## REQUIREMENT A
In the Lipic documentation, which column of the input data frame must hold the measured m/z values?
## REQUIREMENT B
Using the Lipic documentation, explain why the user should turn to the "Lipic" function only when reliable dmz values are known.
## REQUIREMENT C
Carry the Lipic documentation forward from its last line, keeping the same style.

## SOURCE TEXT
___

LIPIC: LIPIC: Lipid Isotopic Pattern Interference Correction

Documented in Lipic

#' @title Lipic
#'
#' @description Analogously to the "Lipic_It" function, "Lipic" performs both Type I and Type II
#' corrections in lipid class-related mass spectra. Furthermore, both "Lipic" and "Lipic_It" share
#' the same input and output (see the "Lipic_It" help page for further details).
#' However, the "Lipic" function is not based on a recursive workflow. Hence, the user should
#' refer to it only when reliable dmz values are somehow known.
#'
#' @param data A data frame reporting the recognized sum compositions in the first column.
#' Conversely, the corresponding chemical formulas, the measured m/z, the dmz, and the
#' absolute intensity values need to be listed in the second, third, fourth and fifth
#' columns respectively.
#' N.B. All the elements in the data frame must be sorted following the ascending
#' order of the measured m/z value. Moreover, the "dmz" column must be filled with the
#' corresponding estimates.

___

## STORED RECORDS
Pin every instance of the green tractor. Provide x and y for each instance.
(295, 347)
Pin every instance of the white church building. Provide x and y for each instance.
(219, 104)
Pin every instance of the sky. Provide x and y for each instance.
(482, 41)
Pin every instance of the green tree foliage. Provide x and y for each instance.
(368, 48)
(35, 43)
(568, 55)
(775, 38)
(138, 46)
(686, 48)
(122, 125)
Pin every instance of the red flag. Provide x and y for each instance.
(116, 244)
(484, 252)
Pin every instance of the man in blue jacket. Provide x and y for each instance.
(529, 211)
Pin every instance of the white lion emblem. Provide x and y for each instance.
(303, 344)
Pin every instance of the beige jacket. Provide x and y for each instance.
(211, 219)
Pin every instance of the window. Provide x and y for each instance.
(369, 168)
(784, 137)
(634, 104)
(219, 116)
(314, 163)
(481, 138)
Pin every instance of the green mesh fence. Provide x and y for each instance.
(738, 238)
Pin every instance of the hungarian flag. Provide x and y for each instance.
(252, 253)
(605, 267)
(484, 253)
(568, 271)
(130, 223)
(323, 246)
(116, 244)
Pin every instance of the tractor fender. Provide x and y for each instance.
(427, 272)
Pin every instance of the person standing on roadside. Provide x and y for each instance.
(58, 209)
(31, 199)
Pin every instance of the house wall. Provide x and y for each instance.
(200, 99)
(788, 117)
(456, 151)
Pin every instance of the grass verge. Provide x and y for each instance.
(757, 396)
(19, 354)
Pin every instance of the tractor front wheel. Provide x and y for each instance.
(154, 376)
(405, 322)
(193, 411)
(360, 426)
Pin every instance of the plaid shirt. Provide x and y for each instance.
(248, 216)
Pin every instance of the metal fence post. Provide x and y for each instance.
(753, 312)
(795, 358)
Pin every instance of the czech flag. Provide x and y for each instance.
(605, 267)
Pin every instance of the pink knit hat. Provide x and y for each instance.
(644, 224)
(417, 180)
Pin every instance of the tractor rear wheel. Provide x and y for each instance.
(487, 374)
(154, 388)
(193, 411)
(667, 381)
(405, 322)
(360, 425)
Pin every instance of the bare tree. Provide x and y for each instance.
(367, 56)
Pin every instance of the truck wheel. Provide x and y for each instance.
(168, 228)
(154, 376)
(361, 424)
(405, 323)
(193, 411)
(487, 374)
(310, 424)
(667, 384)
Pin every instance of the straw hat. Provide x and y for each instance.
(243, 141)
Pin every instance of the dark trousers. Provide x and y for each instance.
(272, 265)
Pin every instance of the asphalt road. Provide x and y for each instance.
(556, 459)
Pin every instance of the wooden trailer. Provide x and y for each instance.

___

## EXERCISE OUTPUT A
The third column.

## EXERCISE OUTPUT B
Unlike "Lipic_It," the "Lipic" function does not use a recursive workflow. For that reason, the documentation says it should be used only when reliable dmz values are somehow known.

## EXERCISE OUTPUT C
#' @param z Charge of the lipid ions.The charge sign needs to be specified.
#' @param Res Operating resolution of the mass analyzer.
#' @param t Probability below which isotope peaks can be omitted.
#' Refer to the "isopattern" function in the "enviPat" package for details.
#' @param span The "span" parameter value required by the "pick.peaks" function.
#' This function is included in the "LIPIC" package, but belongs to the
#' "ChemometricsWithR" package.
#' @param ppm Accuracy threshold (in ppm) required by the "dmzFind" function.
#' @param xseq Increment in the sequence of the m/z values used for the calculation
#' of the simulated mass spectrum employed in dmz calculation. "xseq" is set to 0.001
#' as default. Higher values reduce the computation time, but can lower the accuracy by
#' which the dmz values are retrieved by the "dmzFind" function.
#'
#' @return A data frame which is an extension of the input data frame.
#' The first five columns are identical to those of the input data frame.
#' The sixth column shows the intensity values after Type II correction. The seventh column shows
#' the intensity values after both Type II and Type I corrections. As indicated by the corresponding
#' headers, the remaining columns show the "Adj" and "Un-Adj" "Lipid Class" percent Relative
#' Abundance and the "Adj" and "Un-Adj" "Most Abundant Lipid" percent Relative Abundance. See the
#' description in the Lipic_It help page for details about the meaning of "Adj" and "Un-Adj".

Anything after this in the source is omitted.